Find every line in the data below that contains the string "jersey" and copy those lines. Matches must have the same letter case.

(Detection annotation records)

• • • • •

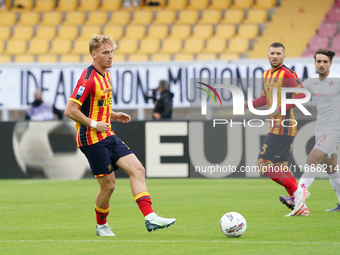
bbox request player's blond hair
[89,35,117,53]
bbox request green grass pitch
[0,179,340,255]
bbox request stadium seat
[199,10,222,24]
[40,12,62,26]
[138,38,160,54]
[215,24,236,39]
[318,23,338,37]
[17,12,40,26]
[169,25,191,39]
[125,25,146,40]
[108,11,130,25]
[56,0,78,12]
[0,12,17,26]
[160,38,182,54]
[63,11,85,26]
[166,0,187,10]
[12,25,33,40]
[103,25,124,41]
[79,25,102,41]
[147,25,169,40]
[237,24,259,39]
[131,11,153,25]
[182,37,204,54]
[34,0,55,12]
[57,25,78,40]
[100,0,122,11]
[35,25,57,40]
[221,9,244,24]
[204,37,227,53]
[4,39,27,55]
[116,38,138,54]
[49,39,71,55]
[151,53,171,61]
[187,0,209,10]
[27,38,50,55]
[153,10,176,25]
[86,11,107,26]
[192,25,213,39]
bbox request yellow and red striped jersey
[69,65,114,147]
[262,65,303,136]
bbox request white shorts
[314,130,340,158]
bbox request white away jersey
[303,71,340,130]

• • • • •

Output below:
bbox request yellow and red striped jersey
bbox request white away jersey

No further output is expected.